→ Goal of the exercise
Which lines in the listing below contain the string "logo"? Return every such line in full, treating uppercase and lowercase as different.

— START Entries provided —

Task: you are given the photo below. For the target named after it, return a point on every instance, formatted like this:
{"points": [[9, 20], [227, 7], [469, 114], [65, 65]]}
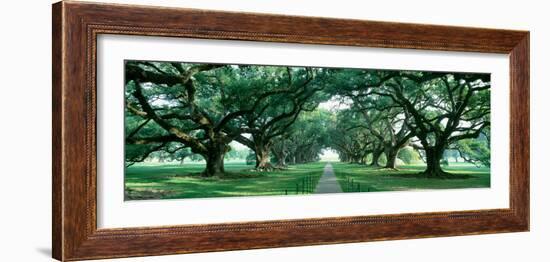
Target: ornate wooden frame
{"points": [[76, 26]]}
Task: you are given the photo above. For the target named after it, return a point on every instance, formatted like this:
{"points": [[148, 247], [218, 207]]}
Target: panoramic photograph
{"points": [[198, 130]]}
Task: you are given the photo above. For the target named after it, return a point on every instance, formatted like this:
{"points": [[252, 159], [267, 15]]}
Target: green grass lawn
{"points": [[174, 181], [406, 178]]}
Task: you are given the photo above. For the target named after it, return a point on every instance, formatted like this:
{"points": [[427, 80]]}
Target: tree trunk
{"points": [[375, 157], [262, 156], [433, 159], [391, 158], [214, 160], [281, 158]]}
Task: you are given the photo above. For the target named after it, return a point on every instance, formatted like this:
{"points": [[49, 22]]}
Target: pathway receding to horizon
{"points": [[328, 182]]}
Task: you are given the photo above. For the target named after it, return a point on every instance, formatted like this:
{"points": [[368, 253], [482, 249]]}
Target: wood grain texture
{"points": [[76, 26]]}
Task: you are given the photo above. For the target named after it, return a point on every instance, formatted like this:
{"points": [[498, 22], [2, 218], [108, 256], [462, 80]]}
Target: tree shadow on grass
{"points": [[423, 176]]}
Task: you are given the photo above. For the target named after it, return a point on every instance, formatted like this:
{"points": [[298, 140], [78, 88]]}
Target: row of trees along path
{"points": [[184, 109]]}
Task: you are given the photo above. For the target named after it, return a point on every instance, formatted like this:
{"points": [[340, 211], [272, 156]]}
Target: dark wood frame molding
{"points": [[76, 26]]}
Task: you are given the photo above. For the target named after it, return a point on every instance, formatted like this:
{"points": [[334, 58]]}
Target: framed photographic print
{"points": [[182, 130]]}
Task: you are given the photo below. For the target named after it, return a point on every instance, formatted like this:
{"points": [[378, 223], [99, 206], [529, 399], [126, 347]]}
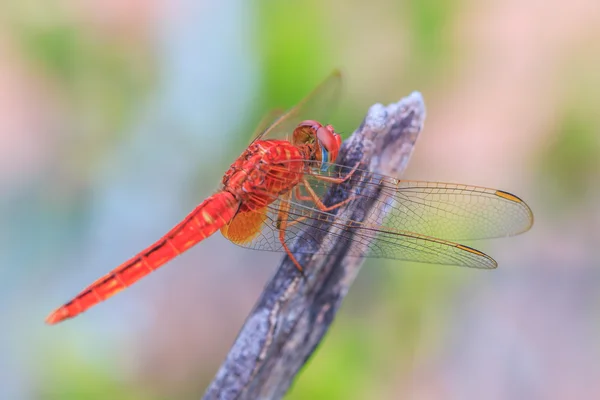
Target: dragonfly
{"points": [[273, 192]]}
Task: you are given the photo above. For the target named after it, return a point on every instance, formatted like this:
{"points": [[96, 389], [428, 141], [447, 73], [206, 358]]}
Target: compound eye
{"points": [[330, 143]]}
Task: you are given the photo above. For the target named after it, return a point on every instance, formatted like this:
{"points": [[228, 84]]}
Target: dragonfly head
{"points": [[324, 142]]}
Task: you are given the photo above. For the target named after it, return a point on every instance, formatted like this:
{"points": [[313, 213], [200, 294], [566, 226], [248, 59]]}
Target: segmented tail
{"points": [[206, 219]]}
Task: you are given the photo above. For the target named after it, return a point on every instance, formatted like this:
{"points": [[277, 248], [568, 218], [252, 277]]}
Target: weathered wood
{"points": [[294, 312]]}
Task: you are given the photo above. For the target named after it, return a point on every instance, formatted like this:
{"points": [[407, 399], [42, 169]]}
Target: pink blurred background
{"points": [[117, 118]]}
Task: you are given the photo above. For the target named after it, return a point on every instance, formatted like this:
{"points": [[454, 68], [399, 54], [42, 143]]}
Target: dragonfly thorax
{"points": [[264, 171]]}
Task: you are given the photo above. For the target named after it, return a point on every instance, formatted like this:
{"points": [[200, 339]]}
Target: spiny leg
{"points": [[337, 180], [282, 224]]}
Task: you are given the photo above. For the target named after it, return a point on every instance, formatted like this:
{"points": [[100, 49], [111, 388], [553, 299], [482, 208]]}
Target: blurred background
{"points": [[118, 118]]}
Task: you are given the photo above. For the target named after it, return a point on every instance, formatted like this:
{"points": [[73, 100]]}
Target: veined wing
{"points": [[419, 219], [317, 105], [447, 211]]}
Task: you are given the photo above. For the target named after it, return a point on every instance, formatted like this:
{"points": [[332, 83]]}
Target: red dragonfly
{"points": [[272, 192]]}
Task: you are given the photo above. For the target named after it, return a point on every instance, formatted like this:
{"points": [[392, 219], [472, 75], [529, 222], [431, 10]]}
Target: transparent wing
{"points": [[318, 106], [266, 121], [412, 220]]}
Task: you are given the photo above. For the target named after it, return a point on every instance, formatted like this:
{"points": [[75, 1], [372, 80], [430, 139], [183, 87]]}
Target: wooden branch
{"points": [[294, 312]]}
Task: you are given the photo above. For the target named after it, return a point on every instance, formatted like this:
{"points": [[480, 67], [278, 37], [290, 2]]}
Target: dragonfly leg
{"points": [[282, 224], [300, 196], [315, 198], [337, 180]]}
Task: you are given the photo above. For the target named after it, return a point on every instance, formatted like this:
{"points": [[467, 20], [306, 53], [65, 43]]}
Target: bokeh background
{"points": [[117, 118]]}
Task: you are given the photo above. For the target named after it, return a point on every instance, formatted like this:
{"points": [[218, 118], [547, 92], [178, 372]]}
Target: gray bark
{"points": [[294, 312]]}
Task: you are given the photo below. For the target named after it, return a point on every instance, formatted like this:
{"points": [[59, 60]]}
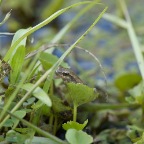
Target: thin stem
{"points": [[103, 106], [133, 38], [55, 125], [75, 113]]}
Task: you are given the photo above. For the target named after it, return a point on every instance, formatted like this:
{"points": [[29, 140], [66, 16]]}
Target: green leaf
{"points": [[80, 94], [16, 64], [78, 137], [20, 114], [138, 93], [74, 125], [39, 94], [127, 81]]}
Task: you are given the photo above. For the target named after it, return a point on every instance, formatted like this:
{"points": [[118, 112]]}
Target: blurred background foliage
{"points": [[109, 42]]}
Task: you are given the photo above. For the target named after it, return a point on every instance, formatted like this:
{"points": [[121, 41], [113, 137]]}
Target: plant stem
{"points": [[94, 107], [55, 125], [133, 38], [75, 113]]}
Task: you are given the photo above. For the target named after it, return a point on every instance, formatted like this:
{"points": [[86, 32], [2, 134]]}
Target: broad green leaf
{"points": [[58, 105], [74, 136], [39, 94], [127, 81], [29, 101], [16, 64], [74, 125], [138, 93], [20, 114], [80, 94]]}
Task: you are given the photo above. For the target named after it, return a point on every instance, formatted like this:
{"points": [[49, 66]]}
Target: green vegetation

— END Entries provided —
— START Entries provided —

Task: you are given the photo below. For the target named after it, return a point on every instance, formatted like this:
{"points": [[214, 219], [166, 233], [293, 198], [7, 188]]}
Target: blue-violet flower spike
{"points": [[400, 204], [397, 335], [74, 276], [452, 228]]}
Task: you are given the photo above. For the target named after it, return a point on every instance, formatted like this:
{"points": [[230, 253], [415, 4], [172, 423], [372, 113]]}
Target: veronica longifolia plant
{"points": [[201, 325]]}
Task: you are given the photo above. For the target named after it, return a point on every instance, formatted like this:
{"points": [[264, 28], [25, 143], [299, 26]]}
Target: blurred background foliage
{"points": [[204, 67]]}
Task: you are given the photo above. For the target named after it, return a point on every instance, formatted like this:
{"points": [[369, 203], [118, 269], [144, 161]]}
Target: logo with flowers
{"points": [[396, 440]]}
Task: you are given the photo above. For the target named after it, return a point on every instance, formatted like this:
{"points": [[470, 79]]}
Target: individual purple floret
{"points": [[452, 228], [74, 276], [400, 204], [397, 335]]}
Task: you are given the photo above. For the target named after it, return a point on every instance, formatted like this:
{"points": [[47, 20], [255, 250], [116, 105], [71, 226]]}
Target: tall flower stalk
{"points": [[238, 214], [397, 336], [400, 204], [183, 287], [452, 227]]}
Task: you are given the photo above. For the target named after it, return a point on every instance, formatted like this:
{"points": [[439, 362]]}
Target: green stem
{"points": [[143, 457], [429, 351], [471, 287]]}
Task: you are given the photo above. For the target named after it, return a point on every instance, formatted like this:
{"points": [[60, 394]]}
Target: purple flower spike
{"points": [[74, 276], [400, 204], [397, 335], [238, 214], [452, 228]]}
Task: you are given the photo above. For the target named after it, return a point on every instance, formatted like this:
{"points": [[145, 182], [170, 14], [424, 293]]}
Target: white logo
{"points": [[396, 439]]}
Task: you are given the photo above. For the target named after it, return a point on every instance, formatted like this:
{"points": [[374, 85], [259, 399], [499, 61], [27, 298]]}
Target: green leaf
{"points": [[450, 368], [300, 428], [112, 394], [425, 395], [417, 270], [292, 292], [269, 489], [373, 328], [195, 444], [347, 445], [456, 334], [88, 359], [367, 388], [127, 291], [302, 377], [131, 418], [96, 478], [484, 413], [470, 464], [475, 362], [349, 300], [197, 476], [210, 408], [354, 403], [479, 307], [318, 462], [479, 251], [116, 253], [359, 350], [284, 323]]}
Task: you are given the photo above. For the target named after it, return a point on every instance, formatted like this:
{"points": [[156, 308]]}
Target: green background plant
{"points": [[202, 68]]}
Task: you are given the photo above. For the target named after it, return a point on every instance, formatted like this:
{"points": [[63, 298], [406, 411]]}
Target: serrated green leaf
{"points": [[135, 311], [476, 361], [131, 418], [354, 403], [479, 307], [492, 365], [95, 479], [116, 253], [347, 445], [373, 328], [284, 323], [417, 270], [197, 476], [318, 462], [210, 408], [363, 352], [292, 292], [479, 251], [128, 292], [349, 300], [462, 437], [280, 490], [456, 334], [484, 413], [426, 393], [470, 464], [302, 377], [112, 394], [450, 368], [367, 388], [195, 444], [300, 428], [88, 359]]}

— END Entries provided —

→ Output of the exercise
Target: logo with flowers
Target: white logo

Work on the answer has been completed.